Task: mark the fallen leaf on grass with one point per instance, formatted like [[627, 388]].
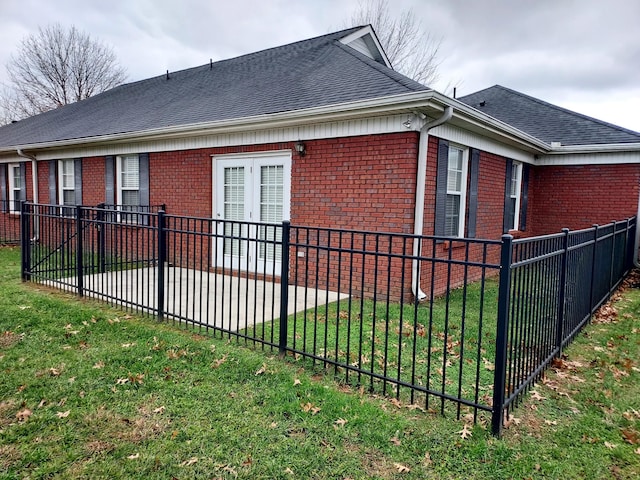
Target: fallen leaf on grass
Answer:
[[536, 396], [340, 422], [191, 461], [220, 361], [465, 432], [309, 407], [136, 379], [401, 468], [630, 436], [23, 415]]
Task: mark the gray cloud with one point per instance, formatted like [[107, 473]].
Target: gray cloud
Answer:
[[585, 53]]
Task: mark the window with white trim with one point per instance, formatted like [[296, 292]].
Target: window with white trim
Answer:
[[128, 174], [15, 187], [515, 190], [66, 182], [456, 192]]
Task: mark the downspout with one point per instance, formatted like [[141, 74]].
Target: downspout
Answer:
[[34, 182], [636, 245], [421, 180]]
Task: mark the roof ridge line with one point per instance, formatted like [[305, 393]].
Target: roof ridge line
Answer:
[[566, 110], [381, 68], [330, 34]]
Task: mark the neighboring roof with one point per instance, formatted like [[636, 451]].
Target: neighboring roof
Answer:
[[311, 73], [545, 121]]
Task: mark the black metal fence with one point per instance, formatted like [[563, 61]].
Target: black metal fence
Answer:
[[9, 222], [497, 311]]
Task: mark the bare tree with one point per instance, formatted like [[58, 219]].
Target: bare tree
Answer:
[[411, 51], [55, 67]]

**Exercise brief**
Transcribe every entry above verbatim, line by line, and leave the pictures out of your copy.

**The reply**
Task: mark the fallen leaf on grass with one point per instance, formatted like [[627, 388]].
Target: fallen leaf on grass
Answer:
[[536, 396], [340, 422], [191, 461], [220, 361], [465, 432], [309, 407], [136, 379], [401, 468], [630, 436], [23, 415]]
Task: mark the gray cloud with one point per instance, formatted like [[107, 473]].
Target: gray cloud
Answer:
[[585, 53]]
Task: mark the window with white trim with one point per instance, formatted like [[296, 292]].
Target: window with white trim
Answer:
[[128, 174], [15, 187], [515, 190], [66, 182], [456, 192]]
Task: mark the downspout with one point per instance, formatted like [[141, 74]].
Target: downspout
Answer:
[[34, 182], [636, 245], [421, 180]]
Task: mark the roof ridge line with one point per instance, formatted like [[305, 393]].
Target: roof ridge line
Answer:
[[566, 110], [381, 68], [330, 34]]
Task: mark the neighboring roof with one point per instance, formatted like [[636, 451]].
Target: neighboring roof
Answer:
[[311, 73], [545, 121]]
Task: mark the black metal fence with one point per instance, formatted like [[563, 61]].
Target: black metal fence
Answer:
[[9, 222], [497, 311]]
Task: mark the bare tree with one point per instance, formatted like [[58, 219]].
Target: bare tree
Answer:
[[411, 51], [55, 67]]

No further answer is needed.